## MATERIAL ZUR AUFGABE
»»

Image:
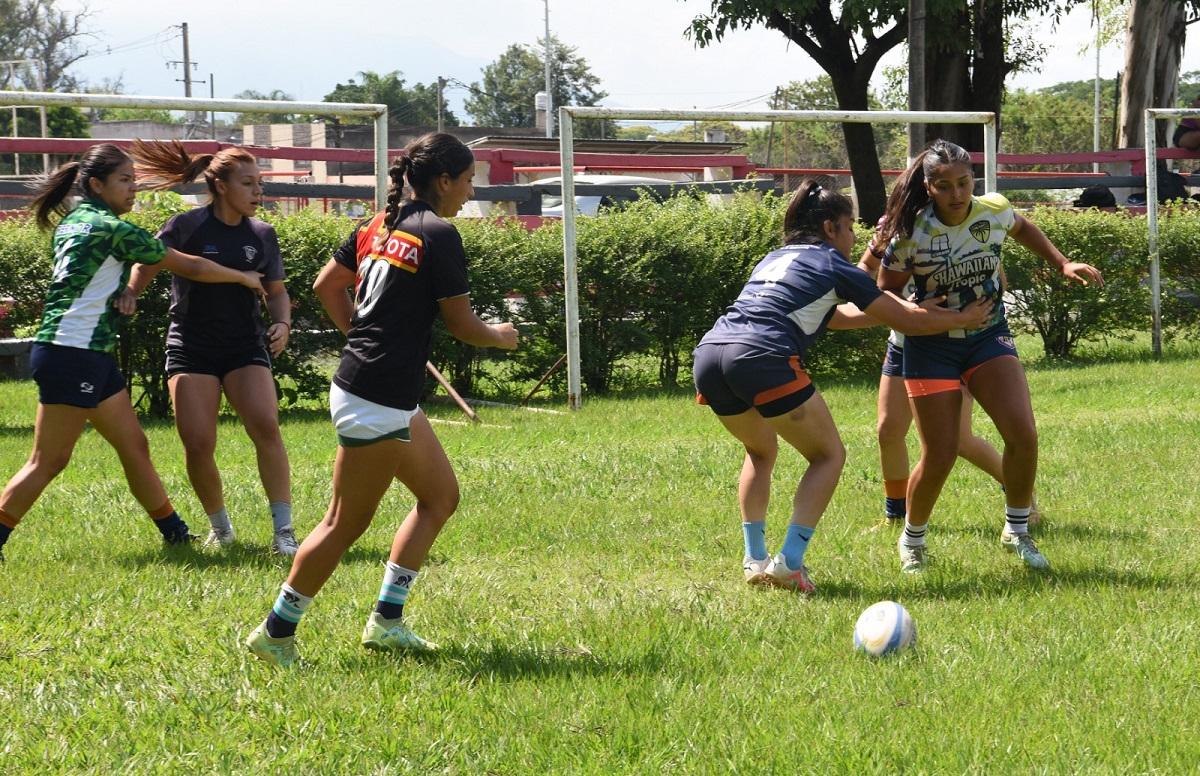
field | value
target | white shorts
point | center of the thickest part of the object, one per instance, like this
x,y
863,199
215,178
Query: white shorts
x,y
361,422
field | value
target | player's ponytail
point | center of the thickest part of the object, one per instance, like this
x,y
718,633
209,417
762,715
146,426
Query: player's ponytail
x,y
814,203
52,190
909,197
167,164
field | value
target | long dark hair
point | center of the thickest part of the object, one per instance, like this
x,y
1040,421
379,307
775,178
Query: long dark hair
x,y
52,190
909,196
814,203
169,163
424,160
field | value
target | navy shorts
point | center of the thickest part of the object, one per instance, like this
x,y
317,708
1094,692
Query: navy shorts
x,y
732,378
215,361
73,376
933,365
893,361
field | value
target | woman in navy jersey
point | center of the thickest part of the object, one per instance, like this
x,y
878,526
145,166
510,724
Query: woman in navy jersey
x,y
77,378
948,242
407,266
749,368
217,341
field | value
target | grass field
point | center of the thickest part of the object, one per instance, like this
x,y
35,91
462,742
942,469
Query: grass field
x,y
589,605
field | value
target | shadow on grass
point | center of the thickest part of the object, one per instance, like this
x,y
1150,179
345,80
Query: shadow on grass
x,y
513,662
945,581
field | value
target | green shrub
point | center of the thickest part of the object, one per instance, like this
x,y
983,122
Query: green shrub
x,y
1062,312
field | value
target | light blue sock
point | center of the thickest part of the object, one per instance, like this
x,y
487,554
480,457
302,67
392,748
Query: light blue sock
x,y
796,541
281,515
755,535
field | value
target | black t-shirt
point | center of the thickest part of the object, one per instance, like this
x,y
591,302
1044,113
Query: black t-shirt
x,y
402,275
220,316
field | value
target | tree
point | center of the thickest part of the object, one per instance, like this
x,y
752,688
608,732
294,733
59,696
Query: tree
x,y
846,47
407,106
505,95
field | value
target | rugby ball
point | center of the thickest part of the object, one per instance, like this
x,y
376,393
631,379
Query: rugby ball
x,y
883,629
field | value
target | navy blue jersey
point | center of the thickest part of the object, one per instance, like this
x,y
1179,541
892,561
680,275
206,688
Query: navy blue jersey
x,y
402,275
217,316
790,298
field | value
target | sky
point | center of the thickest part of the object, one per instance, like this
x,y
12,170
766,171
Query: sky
x,y
636,47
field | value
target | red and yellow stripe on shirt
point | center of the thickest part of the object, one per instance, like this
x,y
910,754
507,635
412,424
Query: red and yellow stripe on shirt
x,y
396,247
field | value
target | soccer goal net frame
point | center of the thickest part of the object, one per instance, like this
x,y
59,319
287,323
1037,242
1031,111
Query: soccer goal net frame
x,y
378,113
1156,284
567,115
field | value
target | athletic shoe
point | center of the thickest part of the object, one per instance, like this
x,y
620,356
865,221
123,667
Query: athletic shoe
x,y
279,651
183,536
755,570
220,537
912,559
285,542
382,637
781,576
1023,545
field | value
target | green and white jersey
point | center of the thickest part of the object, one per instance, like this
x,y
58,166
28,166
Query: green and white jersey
x,y
94,253
960,262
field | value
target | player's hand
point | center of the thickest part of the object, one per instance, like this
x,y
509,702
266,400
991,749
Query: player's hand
x,y
508,336
127,302
977,313
1081,272
277,337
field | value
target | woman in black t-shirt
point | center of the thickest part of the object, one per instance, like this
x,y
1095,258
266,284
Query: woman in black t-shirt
x,y
406,266
217,341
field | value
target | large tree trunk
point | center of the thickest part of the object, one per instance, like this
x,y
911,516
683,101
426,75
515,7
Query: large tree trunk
x,y
1138,82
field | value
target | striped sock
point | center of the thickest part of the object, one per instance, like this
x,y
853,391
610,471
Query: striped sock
x,y
755,535
796,542
913,535
394,593
289,607
1017,519
281,515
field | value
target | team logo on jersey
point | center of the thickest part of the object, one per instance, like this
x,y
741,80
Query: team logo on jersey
x,y
981,230
400,250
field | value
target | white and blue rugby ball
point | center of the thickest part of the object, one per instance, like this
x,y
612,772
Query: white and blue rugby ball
x,y
883,629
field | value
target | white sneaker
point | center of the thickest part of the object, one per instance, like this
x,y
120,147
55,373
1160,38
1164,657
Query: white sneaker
x,y
912,559
780,575
755,570
1023,545
285,542
220,537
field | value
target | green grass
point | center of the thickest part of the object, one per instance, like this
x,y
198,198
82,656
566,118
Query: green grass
x,y
589,603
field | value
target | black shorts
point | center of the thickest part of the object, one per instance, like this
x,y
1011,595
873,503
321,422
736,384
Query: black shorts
x,y
73,376
217,362
732,378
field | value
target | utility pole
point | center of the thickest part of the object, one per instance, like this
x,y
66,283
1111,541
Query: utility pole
x,y
442,85
550,94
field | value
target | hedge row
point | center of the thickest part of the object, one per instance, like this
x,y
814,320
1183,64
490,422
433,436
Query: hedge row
x,y
653,276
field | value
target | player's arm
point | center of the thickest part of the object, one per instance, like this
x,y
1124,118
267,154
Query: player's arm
x,y
466,326
333,287
1029,235
927,318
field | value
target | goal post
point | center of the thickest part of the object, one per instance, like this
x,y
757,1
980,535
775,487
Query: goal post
x,y
1156,282
378,113
567,115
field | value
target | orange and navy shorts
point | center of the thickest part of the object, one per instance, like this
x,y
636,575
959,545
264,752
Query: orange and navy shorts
x,y
731,378
937,364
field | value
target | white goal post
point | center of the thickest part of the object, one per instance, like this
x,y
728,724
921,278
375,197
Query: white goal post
x,y
1156,284
376,112
567,114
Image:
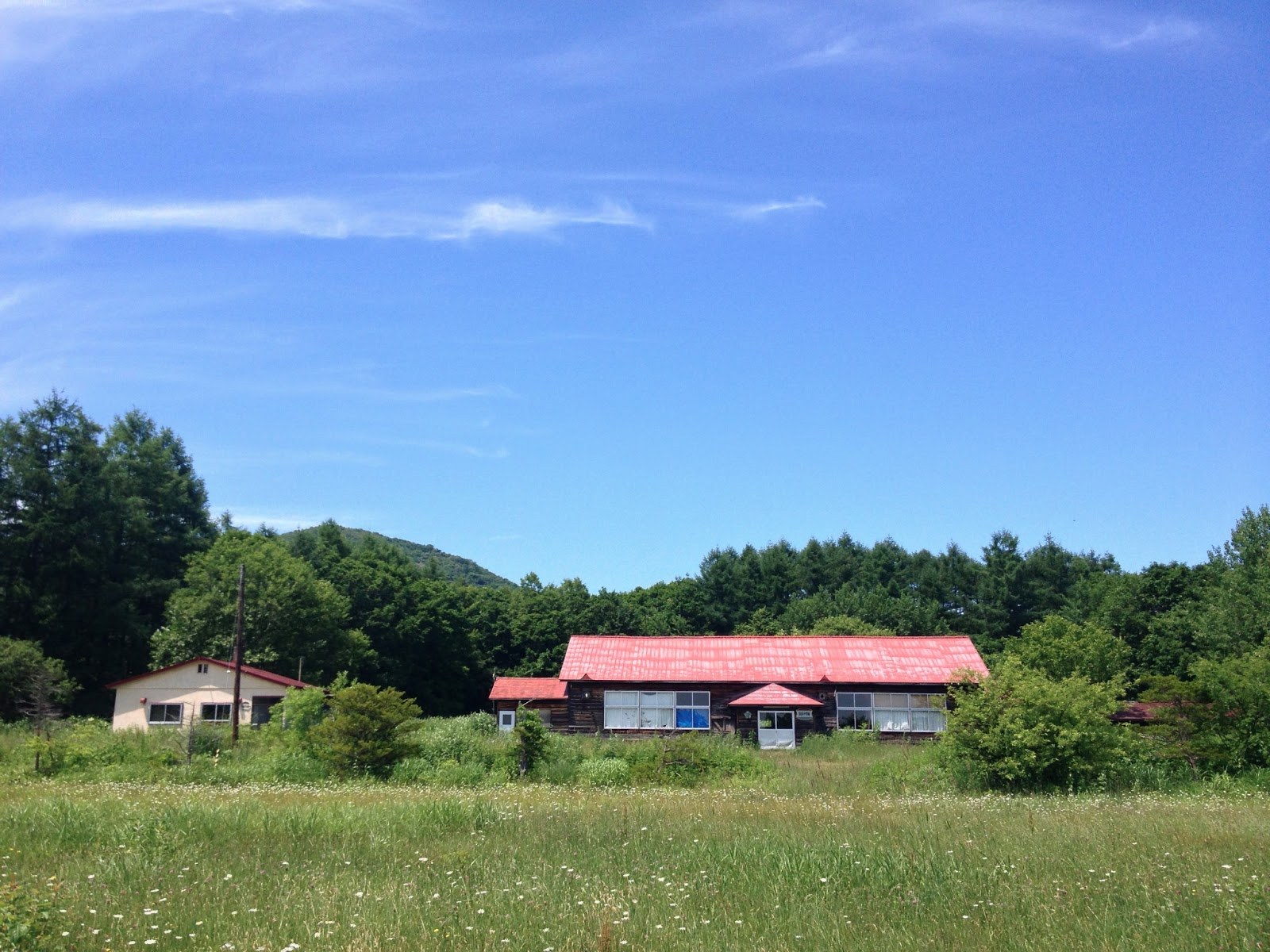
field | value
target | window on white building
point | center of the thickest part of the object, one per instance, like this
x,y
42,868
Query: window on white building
x,y
217,714
167,714
892,711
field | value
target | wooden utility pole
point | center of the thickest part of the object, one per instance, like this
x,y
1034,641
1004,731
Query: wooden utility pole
x,y
238,659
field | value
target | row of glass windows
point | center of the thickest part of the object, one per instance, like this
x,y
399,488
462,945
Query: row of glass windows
x,y
657,710
891,711
690,710
175,714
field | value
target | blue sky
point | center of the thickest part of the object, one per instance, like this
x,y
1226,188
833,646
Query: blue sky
x,y
587,290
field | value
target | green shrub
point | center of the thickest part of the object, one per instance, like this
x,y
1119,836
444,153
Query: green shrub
x,y
1022,730
364,734
25,914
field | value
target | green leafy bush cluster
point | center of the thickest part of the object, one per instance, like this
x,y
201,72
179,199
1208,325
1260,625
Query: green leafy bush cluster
x,y
25,914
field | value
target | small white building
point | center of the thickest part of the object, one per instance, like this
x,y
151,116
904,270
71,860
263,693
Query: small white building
x,y
198,689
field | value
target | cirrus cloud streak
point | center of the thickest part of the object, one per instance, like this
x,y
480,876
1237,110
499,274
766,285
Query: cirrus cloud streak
x,y
309,217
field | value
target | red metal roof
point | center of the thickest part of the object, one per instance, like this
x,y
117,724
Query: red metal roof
x,y
527,689
775,696
228,666
837,659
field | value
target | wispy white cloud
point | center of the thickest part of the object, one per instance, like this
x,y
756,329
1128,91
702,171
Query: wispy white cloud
x,y
764,209
908,32
14,296
310,217
463,450
522,219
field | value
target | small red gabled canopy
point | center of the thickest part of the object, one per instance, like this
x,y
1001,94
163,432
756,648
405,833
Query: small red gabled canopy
x,y
527,689
774,696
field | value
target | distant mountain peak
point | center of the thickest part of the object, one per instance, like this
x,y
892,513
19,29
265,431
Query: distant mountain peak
x,y
448,568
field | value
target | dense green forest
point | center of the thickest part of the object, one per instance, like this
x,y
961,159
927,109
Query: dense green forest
x,y
111,562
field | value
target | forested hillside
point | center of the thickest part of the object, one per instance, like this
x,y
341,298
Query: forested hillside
x,y
111,562
435,562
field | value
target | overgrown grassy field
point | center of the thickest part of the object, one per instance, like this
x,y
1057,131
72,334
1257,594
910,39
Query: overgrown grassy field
x,y
810,856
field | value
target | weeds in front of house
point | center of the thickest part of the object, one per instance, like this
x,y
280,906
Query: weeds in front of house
x,y
539,867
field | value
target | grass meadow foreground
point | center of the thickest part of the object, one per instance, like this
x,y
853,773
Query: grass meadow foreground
x,y
543,869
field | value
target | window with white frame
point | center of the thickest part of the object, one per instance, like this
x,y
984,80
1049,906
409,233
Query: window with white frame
x,y
657,710
167,714
217,714
855,710
892,711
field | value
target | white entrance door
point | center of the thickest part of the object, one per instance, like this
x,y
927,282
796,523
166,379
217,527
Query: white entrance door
x,y
776,730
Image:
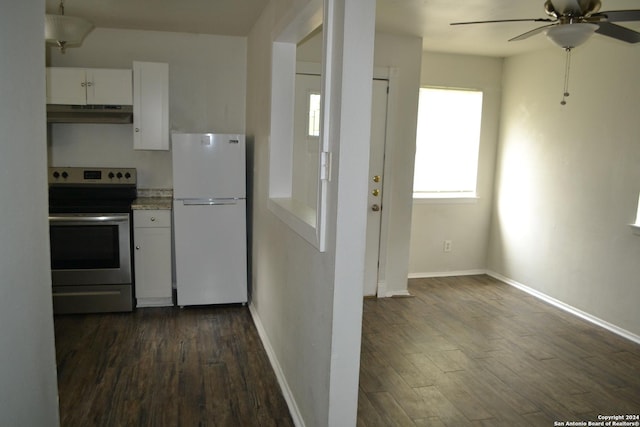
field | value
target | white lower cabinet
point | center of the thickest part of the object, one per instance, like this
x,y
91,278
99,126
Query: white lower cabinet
x,y
152,257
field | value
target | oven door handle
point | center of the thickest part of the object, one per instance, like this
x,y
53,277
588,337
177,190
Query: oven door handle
x,y
92,218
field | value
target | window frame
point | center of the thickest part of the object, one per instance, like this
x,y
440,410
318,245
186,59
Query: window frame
x,y
460,196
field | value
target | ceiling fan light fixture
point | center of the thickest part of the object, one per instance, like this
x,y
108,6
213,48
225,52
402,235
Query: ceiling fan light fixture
x,y
568,36
65,31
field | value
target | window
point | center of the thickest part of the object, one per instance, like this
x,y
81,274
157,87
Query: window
x,y
447,143
314,114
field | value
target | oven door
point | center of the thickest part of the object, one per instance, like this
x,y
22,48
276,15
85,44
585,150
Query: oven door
x,y
90,249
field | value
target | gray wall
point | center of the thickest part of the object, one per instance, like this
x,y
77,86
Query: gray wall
x,y
466,223
206,94
569,178
28,388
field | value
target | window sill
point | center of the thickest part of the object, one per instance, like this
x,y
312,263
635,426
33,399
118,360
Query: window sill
x,y
442,198
298,216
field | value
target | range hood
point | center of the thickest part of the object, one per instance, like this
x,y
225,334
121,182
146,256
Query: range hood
x,y
57,113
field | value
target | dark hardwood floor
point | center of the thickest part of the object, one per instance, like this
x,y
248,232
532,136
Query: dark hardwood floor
x,y
166,367
472,351
464,351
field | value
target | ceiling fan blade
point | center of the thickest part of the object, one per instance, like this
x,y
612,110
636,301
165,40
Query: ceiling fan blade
x,y
531,33
619,15
618,32
505,20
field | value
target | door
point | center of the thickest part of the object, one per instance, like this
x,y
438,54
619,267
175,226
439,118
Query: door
x,y
306,165
208,166
211,252
376,181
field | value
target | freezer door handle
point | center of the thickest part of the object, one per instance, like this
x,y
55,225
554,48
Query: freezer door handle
x,y
209,202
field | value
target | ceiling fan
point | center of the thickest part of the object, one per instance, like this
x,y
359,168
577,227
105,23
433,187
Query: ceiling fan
x,y
573,22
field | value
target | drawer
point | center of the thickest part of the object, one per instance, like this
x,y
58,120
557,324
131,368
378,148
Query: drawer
x,y
151,218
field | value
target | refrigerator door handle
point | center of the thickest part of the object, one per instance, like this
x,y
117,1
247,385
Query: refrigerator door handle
x,y
209,202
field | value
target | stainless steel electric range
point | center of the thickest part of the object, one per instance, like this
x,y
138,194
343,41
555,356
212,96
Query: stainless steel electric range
x,y
90,235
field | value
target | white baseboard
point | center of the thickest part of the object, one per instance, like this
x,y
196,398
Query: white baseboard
x,y
154,302
446,274
568,308
282,381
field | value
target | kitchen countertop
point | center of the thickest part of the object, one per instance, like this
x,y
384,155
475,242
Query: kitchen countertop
x,y
153,199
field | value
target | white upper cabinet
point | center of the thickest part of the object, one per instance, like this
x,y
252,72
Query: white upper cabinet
x,y
89,86
150,106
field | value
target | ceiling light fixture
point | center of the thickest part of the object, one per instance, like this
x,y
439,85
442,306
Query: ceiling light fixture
x,y
65,31
569,36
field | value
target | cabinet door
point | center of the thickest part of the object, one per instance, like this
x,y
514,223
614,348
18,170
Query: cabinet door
x,y
109,87
150,106
66,86
153,262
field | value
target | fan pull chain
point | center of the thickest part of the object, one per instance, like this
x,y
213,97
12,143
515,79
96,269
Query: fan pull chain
x,y
567,69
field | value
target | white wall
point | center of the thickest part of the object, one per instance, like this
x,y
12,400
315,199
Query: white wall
x,y
466,224
207,92
309,304
28,387
569,178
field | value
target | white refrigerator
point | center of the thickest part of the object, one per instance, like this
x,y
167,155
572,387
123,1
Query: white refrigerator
x,y
209,186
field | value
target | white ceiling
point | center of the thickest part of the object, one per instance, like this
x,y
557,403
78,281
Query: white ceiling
x,y
428,19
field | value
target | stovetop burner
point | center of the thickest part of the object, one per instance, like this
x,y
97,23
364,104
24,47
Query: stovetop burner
x,y
87,190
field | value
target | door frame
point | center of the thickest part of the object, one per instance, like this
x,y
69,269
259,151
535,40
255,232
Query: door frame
x,y
391,75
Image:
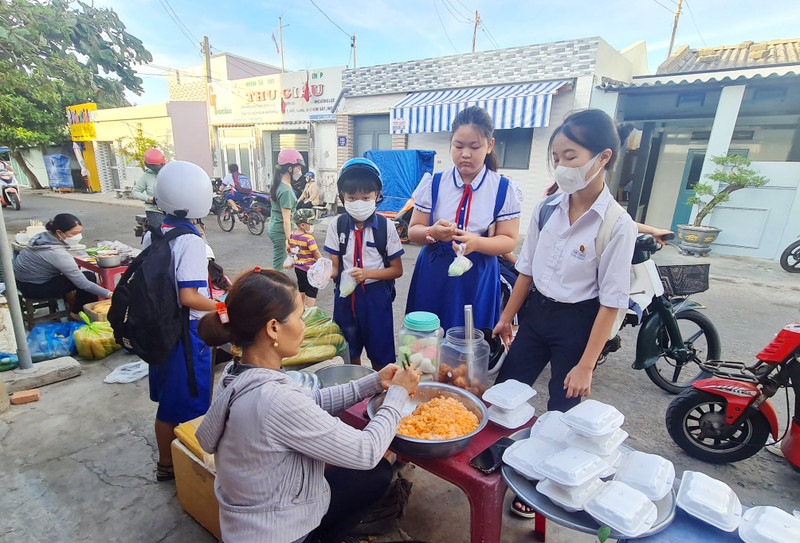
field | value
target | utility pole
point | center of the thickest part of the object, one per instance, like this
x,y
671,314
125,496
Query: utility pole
x,y
674,28
475,29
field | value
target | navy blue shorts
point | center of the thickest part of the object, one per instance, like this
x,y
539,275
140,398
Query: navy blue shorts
x,y
169,383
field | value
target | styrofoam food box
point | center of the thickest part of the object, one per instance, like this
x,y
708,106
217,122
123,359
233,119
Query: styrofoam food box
x,y
623,509
767,524
511,418
525,455
710,500
550,428
649,473
602,445
569,498
509,394
591,418
571,467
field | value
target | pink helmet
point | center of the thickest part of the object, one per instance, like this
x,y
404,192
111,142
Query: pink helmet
x,y
154,157
290,157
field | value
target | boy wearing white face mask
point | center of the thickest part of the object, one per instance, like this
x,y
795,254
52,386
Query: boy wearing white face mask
x,y
365,246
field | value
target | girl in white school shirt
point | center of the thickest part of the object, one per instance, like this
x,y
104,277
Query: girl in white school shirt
x,y
576,295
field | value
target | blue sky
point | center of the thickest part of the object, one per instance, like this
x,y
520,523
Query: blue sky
x,y
398,30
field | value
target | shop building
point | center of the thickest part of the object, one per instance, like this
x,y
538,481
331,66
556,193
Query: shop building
x,y
527,90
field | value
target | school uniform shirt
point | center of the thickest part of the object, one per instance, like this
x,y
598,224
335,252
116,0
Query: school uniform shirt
x,y
477,217
370,258
561,258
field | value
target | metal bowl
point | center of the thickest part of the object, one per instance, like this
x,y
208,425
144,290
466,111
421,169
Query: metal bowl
x,y
341,374
423,448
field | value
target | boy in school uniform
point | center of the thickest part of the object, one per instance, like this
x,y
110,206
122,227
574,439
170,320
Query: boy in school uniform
x,y
365,246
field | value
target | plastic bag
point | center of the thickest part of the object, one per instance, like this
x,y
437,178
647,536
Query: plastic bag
x,y
52,340
319,274
461,264
94,340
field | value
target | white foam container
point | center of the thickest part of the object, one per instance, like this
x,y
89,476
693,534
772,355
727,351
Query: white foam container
x,y
650,474
525,455
767,524
511,418
550,428
509,394
601,446
569,498
709,500
571,467
591,418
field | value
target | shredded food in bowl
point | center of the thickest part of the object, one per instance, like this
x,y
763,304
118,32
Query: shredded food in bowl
x,y
437,419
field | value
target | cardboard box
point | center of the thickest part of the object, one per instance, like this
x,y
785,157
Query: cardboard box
x,y
195,486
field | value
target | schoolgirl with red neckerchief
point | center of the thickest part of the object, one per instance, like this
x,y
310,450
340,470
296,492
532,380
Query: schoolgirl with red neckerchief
x,y
471,205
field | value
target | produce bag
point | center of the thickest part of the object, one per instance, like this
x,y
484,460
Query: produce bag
x,y
52,340
461,264
323,339
94,340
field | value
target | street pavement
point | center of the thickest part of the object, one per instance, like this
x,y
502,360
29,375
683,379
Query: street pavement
x,y
78,464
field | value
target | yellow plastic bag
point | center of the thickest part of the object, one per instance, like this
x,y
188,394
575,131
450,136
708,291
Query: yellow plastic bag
x,y
94,340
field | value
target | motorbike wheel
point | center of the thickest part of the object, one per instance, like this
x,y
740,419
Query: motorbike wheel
x,y
695,419
790,258
700,338
255,223
225,220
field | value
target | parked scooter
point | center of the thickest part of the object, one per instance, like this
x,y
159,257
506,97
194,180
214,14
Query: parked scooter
x,y
9,190
729,417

««

## AUFGABE
Nenne jede Zeile aus den Datensätzen oben, in der das Wort „streak“ steht.

## ANTWORT
target | cirrus cloud streak
Query: cirrus cloud streak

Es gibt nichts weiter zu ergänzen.